▸ Exercise description: Please reproduce the passage on Yin and the 23rd qi node in full, word for word, from its first sentence to its last.
[Selected excerpt — start]
Why we are so driven as modern people to skirt any association with non-exuberant emotion is a much longer conversation of Western (read modern) people’s negative relationship with Yin stuff and the celebration, and even worship, of Yang stuff for thousands of years. For now, let me say that the movement toward inactivity, slower days, longer hours sleeping, deep reflection, a want to apologize for past transgressions, and a sense that there is a deep yawning void “out there” is completely normal and appropriate. It is the nature of Yin to stretch out endlessly in front of us during this time of the year, and as we stand on the precipice of that enormity, it can make us feel small, insignificant, and utterly without value in the great scheme of things. The beauty of looking at the movement of life through the various qi nodes and the seasons is that even in the face of Yin’s disconcerting profundity, we know that its overwhelm is temporary. It is a glimpse at what our, and many other’s, reality is made from and stitched with, but it is not an end in-and-of-itself. In fact, it is this very complexity that creates the nursery for Yang, for activity, for analysis, for execution of tasks and plans. So, sit with your reminiscence. Spend time with your feelings of inadequacy. Embrace your lack of motivation to do big things and make the things you do smaller. Take the experience of your past and the pasts of other people and begin the soft stages of imagining what the next year could be. Weave regret into the fabric of who you are so that you can rely on what it has taught you as you spin the cloth of a coming new year.
Conduct During the 23rd Qi Node
Historically, many Chinese people used this and the next qi node to begin cleaning the interior of their homes in preparation for the socialization of Spring. They spent time indoors and eschewed many social engagements (often because in Northern China it was literally too cold and snow-covered to go outside and travel anywhere), eating foods that had been long-cooked and then reheated or even eaten cold when the dish suited it.
[Selected excerpt — finish]
[Data under study — start]
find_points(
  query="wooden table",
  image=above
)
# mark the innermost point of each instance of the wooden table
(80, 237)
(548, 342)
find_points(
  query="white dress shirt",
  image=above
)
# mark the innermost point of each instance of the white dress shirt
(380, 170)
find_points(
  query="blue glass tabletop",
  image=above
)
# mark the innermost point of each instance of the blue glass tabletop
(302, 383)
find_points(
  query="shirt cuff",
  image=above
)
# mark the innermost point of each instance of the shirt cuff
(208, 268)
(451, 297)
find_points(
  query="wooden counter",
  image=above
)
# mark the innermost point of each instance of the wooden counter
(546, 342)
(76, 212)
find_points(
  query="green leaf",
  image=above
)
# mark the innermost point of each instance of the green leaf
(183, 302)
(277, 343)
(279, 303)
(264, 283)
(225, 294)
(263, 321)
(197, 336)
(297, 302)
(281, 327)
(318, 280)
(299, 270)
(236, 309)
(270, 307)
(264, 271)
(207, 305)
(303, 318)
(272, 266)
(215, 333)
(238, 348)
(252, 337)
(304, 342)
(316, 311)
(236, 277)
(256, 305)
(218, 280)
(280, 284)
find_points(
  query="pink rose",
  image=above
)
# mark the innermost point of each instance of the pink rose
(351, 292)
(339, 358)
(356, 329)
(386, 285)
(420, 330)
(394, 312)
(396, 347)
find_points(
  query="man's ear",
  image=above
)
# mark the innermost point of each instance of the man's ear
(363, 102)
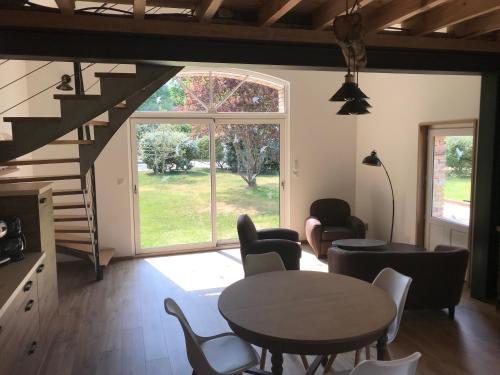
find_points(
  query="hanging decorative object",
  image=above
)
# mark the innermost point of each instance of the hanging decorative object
(348, 30)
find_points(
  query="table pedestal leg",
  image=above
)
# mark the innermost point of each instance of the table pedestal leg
(382, 349)
(277, 363)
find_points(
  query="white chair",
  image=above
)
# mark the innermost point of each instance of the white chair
(403, 366)
(223, 354)
(396, 285)
(261, 263)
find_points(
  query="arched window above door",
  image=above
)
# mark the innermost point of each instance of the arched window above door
(218, 91)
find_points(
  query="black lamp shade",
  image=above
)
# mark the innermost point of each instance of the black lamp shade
(354, 107)
(64, 85)
(372, 160)
(348, 91)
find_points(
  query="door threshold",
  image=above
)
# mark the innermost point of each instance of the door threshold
(233, 245)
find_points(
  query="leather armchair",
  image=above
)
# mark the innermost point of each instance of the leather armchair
(285, 242)
(331, 220)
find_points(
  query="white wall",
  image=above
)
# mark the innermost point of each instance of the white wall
(400, 102)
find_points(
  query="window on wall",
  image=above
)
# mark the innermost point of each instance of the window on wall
(217, 92)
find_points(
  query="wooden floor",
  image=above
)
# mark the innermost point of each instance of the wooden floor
(118, 326)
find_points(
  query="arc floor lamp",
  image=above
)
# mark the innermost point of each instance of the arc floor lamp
(374, 161)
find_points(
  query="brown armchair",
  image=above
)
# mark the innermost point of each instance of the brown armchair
(331, 220)
(283, 241)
[Data under study — finish]
▸ Solution:
Why we are so driven as modern people to skirt any association with non-exuberant emotion is a much longer conversation of Western (read modern) people’s negative relationship with Yin stuff and the celebration, and even worship, of Yang stuff for thousands of years. For now, let me say that the movement toward inactivity, slower days, longer hours sleeping, deep reflection, a want to apologize for past transgressions, and a sense that there is a deep yawning void “out there” is completely normal and appropriate. It is the nature of Yin to stretch out endlessly in front of us during this time of the year, and as we stand on the precipice of that enormity, it can make us feel small, insignificant, and utterly without value in the great scheme of things. The beauty of looking at the movement of life through the various qi nodes and the seasons is that even in the face of Yin’s disconcerting profundity, we know that its overwhelm is temporary. It is a glimpse at what our, and many other’s, reality is made from and stitched with, but it is not an end in-and-of-itself. In fact, it is this very complexity that creates the nursery for Yang, for activity, for analysis, for execution of tasks and plans. So, sit with your reminiscence. Spend time with your feelings of inadequacy. Embrace your lack of motivation to do big things and make the things you do smaller. Take the experience of your past and the pasts of other people and begin the soft stages of imagining what the next year could be. Weave regret into the fabric of who you are so that you can rely on what it has taught you as you spin the cloth of a coming new year.
Conduct During the 23rd Qi Node
Historically, many Chinese people used this and the next qi node to begin cleaning the interior of their homes in preparation for the socialization of Spring. They spent time indoors and eschewed many social engagements (often because in Northern China it was literally too cold and snow-covered to go outside and travel anywhere), eating foods that had been long-cooked and then reheated or even eaten cold when the dish suited it.